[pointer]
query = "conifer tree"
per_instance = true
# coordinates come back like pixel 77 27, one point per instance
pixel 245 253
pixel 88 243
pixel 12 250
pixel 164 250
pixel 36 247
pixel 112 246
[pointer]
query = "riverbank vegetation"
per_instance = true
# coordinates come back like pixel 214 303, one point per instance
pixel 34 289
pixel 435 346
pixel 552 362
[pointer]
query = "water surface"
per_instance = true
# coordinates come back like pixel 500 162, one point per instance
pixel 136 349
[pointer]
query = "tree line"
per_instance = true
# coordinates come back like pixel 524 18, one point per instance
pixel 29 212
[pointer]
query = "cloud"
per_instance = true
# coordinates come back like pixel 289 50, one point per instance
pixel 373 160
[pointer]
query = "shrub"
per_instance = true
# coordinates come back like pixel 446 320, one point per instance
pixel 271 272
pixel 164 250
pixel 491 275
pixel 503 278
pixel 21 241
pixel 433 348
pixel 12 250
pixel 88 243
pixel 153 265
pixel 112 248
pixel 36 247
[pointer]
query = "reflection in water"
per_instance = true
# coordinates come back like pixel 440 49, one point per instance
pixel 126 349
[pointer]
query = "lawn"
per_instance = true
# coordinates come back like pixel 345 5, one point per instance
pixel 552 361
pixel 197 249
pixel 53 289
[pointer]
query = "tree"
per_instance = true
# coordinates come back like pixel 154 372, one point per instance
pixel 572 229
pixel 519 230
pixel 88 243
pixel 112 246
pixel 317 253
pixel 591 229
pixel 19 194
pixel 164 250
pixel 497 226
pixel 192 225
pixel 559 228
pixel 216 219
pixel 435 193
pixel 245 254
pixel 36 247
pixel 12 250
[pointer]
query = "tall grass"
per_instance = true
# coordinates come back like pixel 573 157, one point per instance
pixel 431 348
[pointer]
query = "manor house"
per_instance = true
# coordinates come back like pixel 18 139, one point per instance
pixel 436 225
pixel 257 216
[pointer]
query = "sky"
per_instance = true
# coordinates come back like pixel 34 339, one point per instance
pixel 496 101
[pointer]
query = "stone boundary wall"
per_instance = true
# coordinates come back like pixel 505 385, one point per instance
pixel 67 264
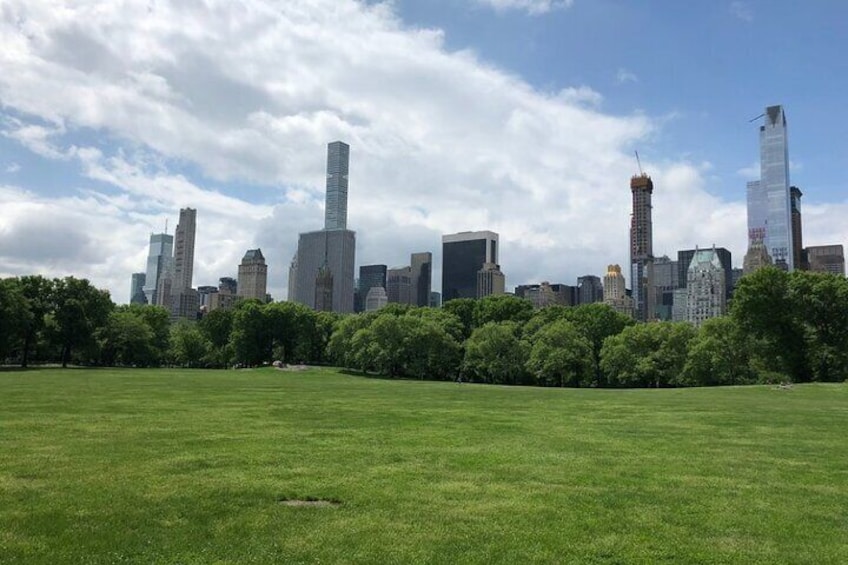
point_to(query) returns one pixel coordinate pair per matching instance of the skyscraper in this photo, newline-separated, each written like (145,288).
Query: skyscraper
(184,301)
(706,287)
(641,248)
(421,265)
(769,199)
(158,259)
(331,250)
(463,255)
(253,275)
(335,210)
(137,289)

Task instructions ::
Give every line of the listing above again, exactly, with no images.

Solution ::
[pointer]
query = "conifer tree"
per_instance = true
# coordinates come back like pixel 77 27, one point per instance
pixel 245 253
pixel 88 243
pixel 12 250
pixel 164 250
pixel 36 247
pixel 112 246
[pointer]
query = "riverbank vegetation"
per_instance = true
# coordinates come back like pixel 214 303, one point per instance
pixel 34 289
pixel 435 346
pixel 552 362
[pointer]
query = "water surface"
per_instance = true
# coordinates come back like pixel 500 162, one point per instance
pixel 136 349
[pointer]
query = "tree line"
per_instance = true
# coordinates come back like pixel 524 18, one point per instance
pixel 29 212
[pointer]
query = "cloud"
per_instance = true
# coordinates come back like pixel 289 50, one point per instance
pixel 373 160
[pointer]
query = "shrub"
per_instance = true
# coordinates come back like pixel 446 320, one point per instance
pixel 271 272
pixel 164 250
pixel 491 275
pixel 503 278
pixel 21 241
pixel 433 348
pixel 12 250
pixel 88 243
pixel 153 265
pixel 112 248
pixel 36 247
[pointer]
query = "reflection in water"
per_instance = true
# coordinates come back like pixel 440 49, one point per instance
pixel 126 349
[pointer]
query = "lawn"
per_instance = true
# coordinates come back like pixel 345 5, one point per instance
pixel 552 361
pixel 197 249
pixel 53 289
[pointer]
query = "tree"
per_instance = true
# coordinates come back like pixel 154 372, one point per instance
pixel 572 229
pixel 519 230
pixel 88 243
pixel 112 246
pixel 317 253
pixel 591 229
pixel 19 194
pixel 164 250
pixel 497 226
pixel 192 225
pixel 559 228
pixel 216 219
pixel 435 193
pixel 245 254
pixel 36 247
pixel 12 250
[pointer]
query = "tall grass"
per_instance = true
# coordinates come back like pixel 573 157, one point per instance
pixel 431 348
[pointer]
query = "manor house"
per_instance = true
# coordinates come back like pixel 18 139, one point per instance
pixel 436 225
pixel 257 216
[pointer]
query = "sky"
per_instance = true
# coordinates come back like pixel 34 339, one point per instance
pixel 496 101
[pointer]
query = "stone boundary wall"
per_instance = true
# coordinates come back like pixel 505 385, one point per instance
pixel 67 264
point_to(query) returns one pixel coordinate pair per matching instance of the skyscraper in this photo, newline-separated, each written like (145,288).
Query: skyscraper
(184,301)
(706,287)
(641,248)
(421,265)
(769,199)
(158,259)
(331,250)
(463,255)
(253,275)
(335,210)
(137,289)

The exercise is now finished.